Collection entries:
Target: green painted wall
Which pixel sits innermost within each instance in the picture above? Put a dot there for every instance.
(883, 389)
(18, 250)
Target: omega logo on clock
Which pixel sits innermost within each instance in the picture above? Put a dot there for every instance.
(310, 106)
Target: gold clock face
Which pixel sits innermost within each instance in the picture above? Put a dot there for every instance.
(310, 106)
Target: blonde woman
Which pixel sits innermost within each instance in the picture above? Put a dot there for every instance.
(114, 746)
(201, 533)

...

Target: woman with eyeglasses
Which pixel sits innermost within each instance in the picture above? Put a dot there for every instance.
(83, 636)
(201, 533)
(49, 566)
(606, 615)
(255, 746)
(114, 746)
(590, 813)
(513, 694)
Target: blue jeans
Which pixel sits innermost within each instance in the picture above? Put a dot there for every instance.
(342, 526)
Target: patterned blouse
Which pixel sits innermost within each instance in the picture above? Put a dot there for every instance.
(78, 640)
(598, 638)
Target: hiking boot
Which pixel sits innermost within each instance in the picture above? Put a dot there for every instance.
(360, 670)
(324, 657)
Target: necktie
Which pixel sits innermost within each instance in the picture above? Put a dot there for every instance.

---

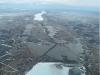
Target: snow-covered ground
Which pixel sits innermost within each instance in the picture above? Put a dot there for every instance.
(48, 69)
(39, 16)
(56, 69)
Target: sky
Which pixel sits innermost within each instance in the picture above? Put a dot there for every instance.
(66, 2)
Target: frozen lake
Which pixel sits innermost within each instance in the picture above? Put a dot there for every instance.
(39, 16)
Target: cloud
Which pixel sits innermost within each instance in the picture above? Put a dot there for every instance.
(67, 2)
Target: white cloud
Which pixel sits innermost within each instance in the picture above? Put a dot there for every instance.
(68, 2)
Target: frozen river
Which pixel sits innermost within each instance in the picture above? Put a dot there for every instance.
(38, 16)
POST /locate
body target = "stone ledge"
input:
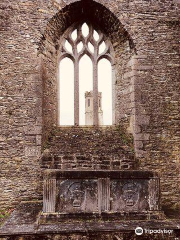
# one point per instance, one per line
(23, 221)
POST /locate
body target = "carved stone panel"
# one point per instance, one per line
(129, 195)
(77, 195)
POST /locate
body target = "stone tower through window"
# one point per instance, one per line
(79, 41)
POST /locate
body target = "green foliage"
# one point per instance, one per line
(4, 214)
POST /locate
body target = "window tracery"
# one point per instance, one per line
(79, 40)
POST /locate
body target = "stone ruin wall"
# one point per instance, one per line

Task objective: Select every line of the data that contains the word "stone" and copy each one.

Solution to this task:
body target = "stone ledge"
body target = "carved stone panel"
body target = "stone tower through window"
body target = "stone ruin wall"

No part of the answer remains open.